Exercise materials →

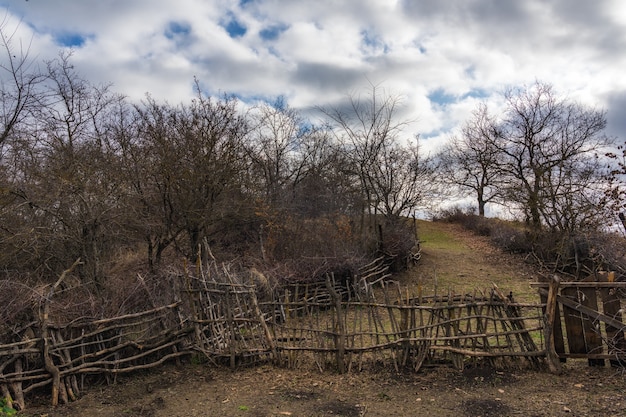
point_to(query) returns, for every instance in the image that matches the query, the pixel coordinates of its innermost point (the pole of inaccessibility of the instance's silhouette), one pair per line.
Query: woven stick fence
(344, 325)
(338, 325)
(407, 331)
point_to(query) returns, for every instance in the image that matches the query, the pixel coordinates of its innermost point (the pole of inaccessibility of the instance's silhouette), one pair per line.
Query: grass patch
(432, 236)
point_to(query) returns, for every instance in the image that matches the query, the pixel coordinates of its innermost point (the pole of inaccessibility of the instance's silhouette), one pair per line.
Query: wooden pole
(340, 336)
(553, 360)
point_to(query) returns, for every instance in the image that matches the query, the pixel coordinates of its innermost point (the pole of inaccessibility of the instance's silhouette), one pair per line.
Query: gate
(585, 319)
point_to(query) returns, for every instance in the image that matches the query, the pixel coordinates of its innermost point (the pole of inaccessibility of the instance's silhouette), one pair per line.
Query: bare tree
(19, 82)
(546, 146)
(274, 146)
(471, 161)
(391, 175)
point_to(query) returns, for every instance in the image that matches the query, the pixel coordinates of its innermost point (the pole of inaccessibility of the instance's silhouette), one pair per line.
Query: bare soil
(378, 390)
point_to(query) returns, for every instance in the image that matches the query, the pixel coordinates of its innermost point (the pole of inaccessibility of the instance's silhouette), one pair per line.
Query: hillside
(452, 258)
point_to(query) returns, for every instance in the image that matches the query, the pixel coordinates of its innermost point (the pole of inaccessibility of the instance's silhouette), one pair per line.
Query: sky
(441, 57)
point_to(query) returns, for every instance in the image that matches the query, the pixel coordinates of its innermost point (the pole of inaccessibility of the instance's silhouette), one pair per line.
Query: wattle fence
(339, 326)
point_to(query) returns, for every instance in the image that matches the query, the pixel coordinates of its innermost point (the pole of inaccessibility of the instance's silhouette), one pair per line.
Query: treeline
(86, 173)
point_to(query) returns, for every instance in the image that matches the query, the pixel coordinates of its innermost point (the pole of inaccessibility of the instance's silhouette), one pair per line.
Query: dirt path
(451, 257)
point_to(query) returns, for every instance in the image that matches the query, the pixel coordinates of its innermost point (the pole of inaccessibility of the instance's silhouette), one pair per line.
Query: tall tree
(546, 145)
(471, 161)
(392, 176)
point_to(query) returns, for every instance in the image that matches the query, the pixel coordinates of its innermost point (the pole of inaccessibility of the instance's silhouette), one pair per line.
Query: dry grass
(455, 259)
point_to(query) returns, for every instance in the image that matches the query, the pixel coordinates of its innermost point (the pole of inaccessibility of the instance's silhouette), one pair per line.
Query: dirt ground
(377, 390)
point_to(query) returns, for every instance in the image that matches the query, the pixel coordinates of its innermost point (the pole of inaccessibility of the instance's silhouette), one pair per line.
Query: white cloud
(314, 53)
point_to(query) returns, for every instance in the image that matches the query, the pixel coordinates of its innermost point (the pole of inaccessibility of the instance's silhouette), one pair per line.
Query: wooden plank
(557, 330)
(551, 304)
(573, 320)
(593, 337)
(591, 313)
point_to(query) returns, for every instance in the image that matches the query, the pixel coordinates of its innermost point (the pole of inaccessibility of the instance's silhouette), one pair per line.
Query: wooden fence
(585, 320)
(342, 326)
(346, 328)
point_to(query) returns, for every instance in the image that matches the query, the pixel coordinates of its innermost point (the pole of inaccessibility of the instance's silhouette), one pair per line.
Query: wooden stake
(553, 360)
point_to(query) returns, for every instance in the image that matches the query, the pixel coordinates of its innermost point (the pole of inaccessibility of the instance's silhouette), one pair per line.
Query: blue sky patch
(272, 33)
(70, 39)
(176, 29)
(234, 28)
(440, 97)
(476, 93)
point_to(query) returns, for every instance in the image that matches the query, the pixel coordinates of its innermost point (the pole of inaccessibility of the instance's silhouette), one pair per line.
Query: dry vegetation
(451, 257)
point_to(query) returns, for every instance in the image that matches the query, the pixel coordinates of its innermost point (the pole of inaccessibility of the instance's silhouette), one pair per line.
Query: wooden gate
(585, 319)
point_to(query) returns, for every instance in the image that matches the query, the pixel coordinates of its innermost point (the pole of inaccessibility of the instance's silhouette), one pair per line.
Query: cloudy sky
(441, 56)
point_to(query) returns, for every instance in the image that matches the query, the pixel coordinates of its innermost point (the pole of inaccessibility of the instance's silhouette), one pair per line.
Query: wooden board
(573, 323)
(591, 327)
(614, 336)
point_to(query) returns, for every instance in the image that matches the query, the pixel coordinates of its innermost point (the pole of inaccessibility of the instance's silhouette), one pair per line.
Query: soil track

Work request → Each record, word for word, should be printed again without its pictures.

Your response →
point_to(query) returns, for every instance in the image that matches the query, the pixel coordinates of its innermost point (the pole of inaccessibility of the instance's silhouette), one pair per line.
Query: woven stick fence
(344, 325)
(338, 325)
(407, 331)
point_to(query) returns, for every instance in the image that matches the query, the pixel coordinates of its innermost point (the pole of inaccessibility of the instance's silhouette), one pair per line.
Query: grass patch
(432, 236)
point_to(query) returns, for every instance in the image that matches the query, the pixel coordinates of its innermost point (the pole of inaccessibility of the instance's silhouette), one pair per line.
Query: wooden pole
(340, 336)
(553, 360)
point_to(query) returns, for every instance in the image that matches the query, the pixel coordinates of its innermost point (the pole of inaccessibility of the instance's silhouette), one pair per line.
Query: gate
(585, 319)
point_to(query) returns, for every instance in the image that matches the query, the pixel coordinates of its innermost point (the pole of inaccessibility of the instance's silhouette), one pair per line.
Query: bare tree
(19, 82)
(546, 146)
(274, 146)
(471, 161)
(391, 175)
point_to(query) returns, for every instance in the image that matches the query, the pixel coordinates of its innermost point (the pole of inaccessibility of the instance's silhouette), one pair per line.
Query: bare soil
(378, 390)
point_to(query) returns, for every instance in the image that matches the query, the pixel coordinates of its innermost point (the pole of inaccessibility of the instance's silhouette), one pair per line.
Query: hillside
(452, 258)
point_to(query) returns, for every instance in the image that matches the query, the pixel coordinates of its innermost point (the pole of inaccessibility of the instance's silhouette), one pair per line.
Query: sky
(441, 57)
point_to(query) returns, for every instance in the image that matches the query, the pixel coordinates of its innermost point (the pole of inaccessibility of the instance's silhouette), one pair per line.
Query: wattle fence
(339, 326)
point_to(query) returns, for every instance in the image that matches the query, the pixel coordinates of its innermost point (the pole of inaccessibility of the instance's silhouette), one pair per line.
Query: treeline
(86, 173)
point_to(query) returns, for every instance in the image that matches the query, the pixel coordinates of its innermost point (the pole of inaccessibility of the instance's silhouette), one pair per line.
Query: dirt path
(451, 257)
point_to(query) returns, for every instance in the image that matches the query, the pixel coordinates of its innermost point (the pole of inaccessibility of the instance's silhouette), one pair per line.
Query: tall tree
(546, 145)
(471, 161)
(392, 176)
point_to(query) returns, for every instance in the image that matches the query, the pixel coordinates of its innermost point (the pole of inaccessibility of the instance's silhouette), one pair per line.
Query: dry grass
(455, 259)
point_to(query) returns, for every instance in the image that matches the query, the pixel coordinates of its innermost point (the pole of inaccessibility of the instance's silhouette), one pair per line.
Query: dirt ground
(377, 390)
point_to(query) returns, for every instance in the image that matches the query, the pixel coordinates of its innermost point (the pole of inaccessibility of the instance's silhouette), one pair per line.
Query: white cloud
(314, 53)
point_to(query) returns, for every instance in the image that matches the query, the pixel coordinates of its innermost point (the pole of inaccessibility of the instance's silhouette), one pair per line.
Query: wooden plank
(557, 330)
(551, 304)
(573, 320)
(593, 337)
(591, 313)
point_to(query) returns, for every instance in the image that matches the query, the pixel coordinates of its innermost point (the pole of inaccessibility of the instance's silhouette), one pair per line.
Query: wooden fence
(585, 320)
(342, 326)
(346, 328)
point_to(query) returns, for every instance in the image that matches the query, the pixel coordinates of its innermost point (the pole of inaccessibility of the instance's silhouette), one pair per line.
Query: wooden stake
(553, 360)
point_to(query) returns, for every instance in the image that matches the query, the pixel coordinates of its innermost point (the pole of inaccessibility of the instance's silhouette), one pair per line.
Query: blue sky patch
(272, 33)
(70, 39)
(176, 29)
(234, 28)
(440, 97)
(476, 93)
point_to(query) returns, for every instance in the image that matches the query, the pixel coordinates of its innermost point (the pole of inaccessibility of the instance's silhouette), one pair per line.
Query: dry vegetation
(451, 257)
point_to(query) returns, for every instance in the image that matches the query, the pixel coordinates of its innermost point (the pole of inaccessibility of the instance's silhouette), one pair per line.
Query: wooden gate
(585, 319)
point_to(query) returns, for every instance in the image that matches the query, the pixel coordinates of its innermost point (the pole of inaccessibility of the instance's silhouette), one pair per line.
Query: cloudy sky
(441, 56)
point_to(query) returns, for every instance in the image that matches the query, the pixel coordinates of its innermost point (the pole of inaccessibility of the instance's silhouette), one pair per line.
Query: wooden board
(573, 323)
(591, 327)
(614, 336)
point_to(query) returns, for every instance in the image that matches the query, the pixel coordinates of its innermost point (the pole of inaccessibility of the instance's silhouette), one pair per line.
Query: soil track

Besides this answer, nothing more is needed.